## Lesetext
━━━
Warum schon mehrere russische Generäle gefallen sind

Mindestens vier russische Generäle sind in der Ukraine gefallen. Eine kaum vorstellbare Unzulänglichkeit der russischen Armee soll es den Ukrainern ermöglicht haben, diese hochrangigen Kommandeure auszuschalten. Zur Schwächung der militärischen Führung hat Putin selbst beigetragen.

IMAGO / ZUMA Wire
Zerstörtes Panzerfahrzeug in Mariupol, 23.3.2022

Die russische Armee hat nach aktuellen Nachrichten mindestens vier Offiziere im Generalsrang in den Kämpfen in der Ukraine verloren. Das ist beim Angriffskrieg einer überlegenen Armee ungewöhnlich und schadet ihrer Handlungsfähigkeit. Die ukrainischen Verteidiger verweisen darum nicht ohne Stolz auf diese Erfolge. Bei den gefallenen Generälen handelt es sich um:

  • Andrei Alexandrowitsch Suchowetzki. Der am 25. Juni 1974 geborene Kommandeur der 7. Garde-Luftsturm-Division und stellvertretende Kommandant der 41. Russischen Armee starb am 28. Februar vor der ukrainischen Hafenstadt Mariupol am Asowschen Meer. Als erster hochrangiger Offizier, der in der Ukraine den völkerrechtswidrigen Überfall mit dem Leben bezahlte, bestätigte Wladimir Putin am 4. März den „Heldentod“ des Offiziers, der bei allen früheren, „schmutzigen“ Aktionen Russlands gegen Nachbarstaaten beteiligt gewesen ist – eine Würdigung, die künftig unterblieb, als die Opferzahlen der russischen Seite in für den Kreml unerträgliche Höhen stiegen.
━━━
## Vorliegendes Material
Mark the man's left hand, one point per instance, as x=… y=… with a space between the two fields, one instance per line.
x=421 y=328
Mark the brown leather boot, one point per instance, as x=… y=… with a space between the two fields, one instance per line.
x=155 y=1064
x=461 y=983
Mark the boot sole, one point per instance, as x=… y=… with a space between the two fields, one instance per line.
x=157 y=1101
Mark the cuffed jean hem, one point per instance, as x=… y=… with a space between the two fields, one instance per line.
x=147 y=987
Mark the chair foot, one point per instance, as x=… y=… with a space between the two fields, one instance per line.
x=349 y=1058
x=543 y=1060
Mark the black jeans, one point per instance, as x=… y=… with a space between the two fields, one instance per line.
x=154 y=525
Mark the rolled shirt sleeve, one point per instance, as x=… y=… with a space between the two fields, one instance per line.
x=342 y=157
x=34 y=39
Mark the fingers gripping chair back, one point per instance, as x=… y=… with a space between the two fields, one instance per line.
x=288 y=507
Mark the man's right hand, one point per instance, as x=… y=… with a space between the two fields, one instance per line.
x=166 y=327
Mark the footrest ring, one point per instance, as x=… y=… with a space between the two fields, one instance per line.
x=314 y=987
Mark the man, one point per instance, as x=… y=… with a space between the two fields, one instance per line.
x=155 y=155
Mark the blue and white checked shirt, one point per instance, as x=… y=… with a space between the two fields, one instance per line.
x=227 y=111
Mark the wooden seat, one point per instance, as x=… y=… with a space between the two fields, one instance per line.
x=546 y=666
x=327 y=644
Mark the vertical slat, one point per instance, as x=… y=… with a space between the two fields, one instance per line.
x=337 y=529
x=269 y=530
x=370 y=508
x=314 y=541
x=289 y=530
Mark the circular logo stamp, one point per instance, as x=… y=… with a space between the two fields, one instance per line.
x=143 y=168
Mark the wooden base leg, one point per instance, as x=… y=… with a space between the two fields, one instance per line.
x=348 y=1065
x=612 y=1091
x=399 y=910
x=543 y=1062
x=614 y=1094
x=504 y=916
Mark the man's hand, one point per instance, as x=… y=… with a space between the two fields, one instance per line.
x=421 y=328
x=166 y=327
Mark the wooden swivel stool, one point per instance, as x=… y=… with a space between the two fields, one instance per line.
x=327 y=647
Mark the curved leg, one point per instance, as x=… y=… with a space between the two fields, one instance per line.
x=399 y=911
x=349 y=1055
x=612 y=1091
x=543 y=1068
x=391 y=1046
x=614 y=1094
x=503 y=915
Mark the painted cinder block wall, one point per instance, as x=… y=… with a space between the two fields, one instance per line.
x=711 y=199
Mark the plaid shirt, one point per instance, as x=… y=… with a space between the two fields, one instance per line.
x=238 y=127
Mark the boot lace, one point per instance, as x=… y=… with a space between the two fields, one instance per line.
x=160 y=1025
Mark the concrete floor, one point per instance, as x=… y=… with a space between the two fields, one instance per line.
━━━
## Arbeitsaufträge
1. Erläutern Sie in ein bis drei Sätzen, weshalb die ukrainischen Verteidiger laut dem Artikel über die gefallenen russischen Generäle nicht ohne Stolz auf diese Erfolge verweisen.
2. Kopieren Sie aus dem Artikel über die gefallenen russischen Generäle buchstabengetreu den Abschnitt, beginnend bei „Warum schon mehrere“ und endend bei „Putin selbst beigetragen.“.
Die obigen Zeilen werden nicht benötigt.

## Lösungen
1. Der Verlust von mindestens vier Offizieren im Generalsrang ist beim Angriffskrieg einer überlegenen Armee ungewöhnlich. Zudem schadet er der Handlungsfähigkeit der russischen Armee.

2.
Warum schon mehrere russische Generäle gefallen sind

Mindestens vier russische Generäle sind in der Ukraine gefallen. Eine kaum vorstellbare Unzulänglichkeit der russischen Armee soll es den Ukrainern ermöglicht haben, diese hochrangigen Kommandeure auszuschalten. Zur Schwächung der militärischen Führung hat Putin selbst beigetragen.